**Required work:** Please copy the lines of the entries below word for word, starting with the line that contains "Per instance of the railing" and continuing through the final line of the entries.

──────

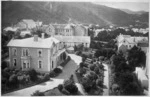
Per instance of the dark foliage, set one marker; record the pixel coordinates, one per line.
(60, 87)
(37, 93)
(57, 70)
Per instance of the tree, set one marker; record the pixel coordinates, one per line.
(99, 82)
(4, 64)
(38, 93)
(13, 81)
(132, 88)
(92, 67)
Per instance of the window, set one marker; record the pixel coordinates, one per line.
(25, 64)
(52, 65)
(39, 53)
(40, 64)
(25, 52)
(14, 51)
(15, 62)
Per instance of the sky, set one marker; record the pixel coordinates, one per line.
(134, 5)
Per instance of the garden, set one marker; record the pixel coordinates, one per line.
(91, 76)
(67, 88)
(123, 80)
(15, 79)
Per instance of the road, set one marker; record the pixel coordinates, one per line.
(106, 81)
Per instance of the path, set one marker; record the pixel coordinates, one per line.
(69, 69)
(106, 81)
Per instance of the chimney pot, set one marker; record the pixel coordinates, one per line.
(43, 35)
(36, 38)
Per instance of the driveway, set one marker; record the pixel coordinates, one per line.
(106, 81)
(69, 69)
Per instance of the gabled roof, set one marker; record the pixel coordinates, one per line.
(29, 42)
(82, 39)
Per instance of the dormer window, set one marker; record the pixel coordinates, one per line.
(40, 64)
(25, 52)
(39, 53)
(14, 50)
(15, 62)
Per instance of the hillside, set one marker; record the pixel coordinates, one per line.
(61, 12)
(133, 12)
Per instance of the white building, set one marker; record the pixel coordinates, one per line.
(125, 42)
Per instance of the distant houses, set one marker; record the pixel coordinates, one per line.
(71, 41)
(66, 29)
(125, 42)
(42, 54)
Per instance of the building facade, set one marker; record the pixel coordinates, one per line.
(66, 30)
(129, 41)
(41, 54)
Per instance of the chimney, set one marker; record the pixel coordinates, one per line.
(35, 38)
(43, 35)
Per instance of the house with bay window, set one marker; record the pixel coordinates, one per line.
(41, 54)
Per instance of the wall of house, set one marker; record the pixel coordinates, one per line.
(79, 31)
(33, 52)
(50, 30)
(22, 25)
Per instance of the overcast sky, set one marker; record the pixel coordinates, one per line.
(134, 5)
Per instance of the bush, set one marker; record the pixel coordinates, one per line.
(96, 70)
(64, 91)
(57, 70)
(46, 77)
(37, 93)
(92, 67)
(60, 87)
(52, 74)
(13, 81)
(4, 65)
(99, 82)
(32, 73)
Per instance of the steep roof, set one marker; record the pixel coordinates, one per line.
(82, 39)
(29, 42)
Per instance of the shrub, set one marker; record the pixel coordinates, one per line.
(46, 77)
(72, 89)
(52, 74)
(99, 82)
(33, 74)
(13, 81)
(96, 70)
(60, 87)
(92, 67)
(4, 65)
(37, 93)
(57, 70)
(64, 91)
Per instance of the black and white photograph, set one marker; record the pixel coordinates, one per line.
(75, 48)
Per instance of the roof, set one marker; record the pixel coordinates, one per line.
(11, 29)
(29, 22)
(82, 39)
(29, 42)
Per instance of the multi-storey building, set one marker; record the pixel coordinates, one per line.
(66, 30)
(125, 42)
(42, 54)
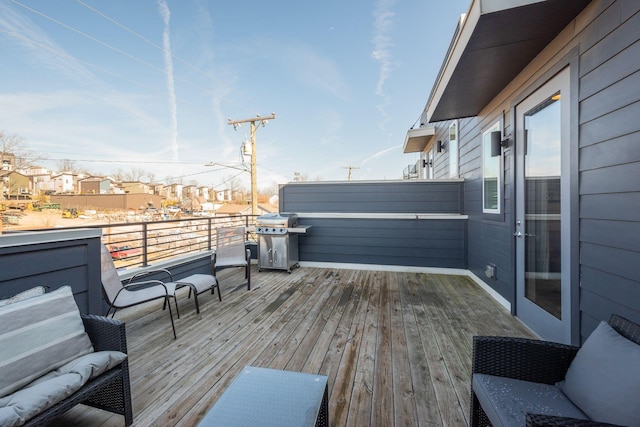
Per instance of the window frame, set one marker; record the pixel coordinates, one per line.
(453, 146)
(486, 140)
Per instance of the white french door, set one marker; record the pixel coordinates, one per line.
(542, 210)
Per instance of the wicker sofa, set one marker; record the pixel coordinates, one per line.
(518, 381)
(58, 375)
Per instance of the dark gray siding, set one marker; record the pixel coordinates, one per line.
(610, 165)
(489, 236)
(383, 223)
(423, 243)
(608, 154)
(372, 197)
(53, 260)
(69, 257)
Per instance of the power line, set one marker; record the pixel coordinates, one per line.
(350, 169)
(149, 42)
(105, 44)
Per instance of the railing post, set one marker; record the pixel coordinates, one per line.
(145, 248)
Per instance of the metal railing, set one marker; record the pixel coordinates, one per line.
(138, 244)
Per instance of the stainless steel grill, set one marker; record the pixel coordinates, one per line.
(277, 241)
(276, 223)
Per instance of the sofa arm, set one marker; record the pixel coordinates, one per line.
(521, 358)
(538, 420)
(105, 333)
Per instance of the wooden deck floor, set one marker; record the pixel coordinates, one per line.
(395, 346)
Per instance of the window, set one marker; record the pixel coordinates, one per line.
(453, 150)
(491, 174)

──────

**Result below:**
Per instance of the railing post, set one marker; record the pixel coordinates, one per line.
(145, 248)
Per instance of the metal railing, set one marker; record the pixel coordinates, one per line.
(138, 244)
Per instance of the stainless steel grill, set one marker; record the pixel coordinates, one per line.
(277, 241)
(276, 223)
Per instance of the sofa arm, set one marker; record the pixel coordinates, one per line.
(521, 358)
(538, 420)
(105, 333)
Per instance of the wooden deck floor, set one marker; record the pixel coordinates, one per line.
(395, 346)
Per instance of the window, set one marker; record the pixel coordinates, one per line.
(453, 150)
(491, 174)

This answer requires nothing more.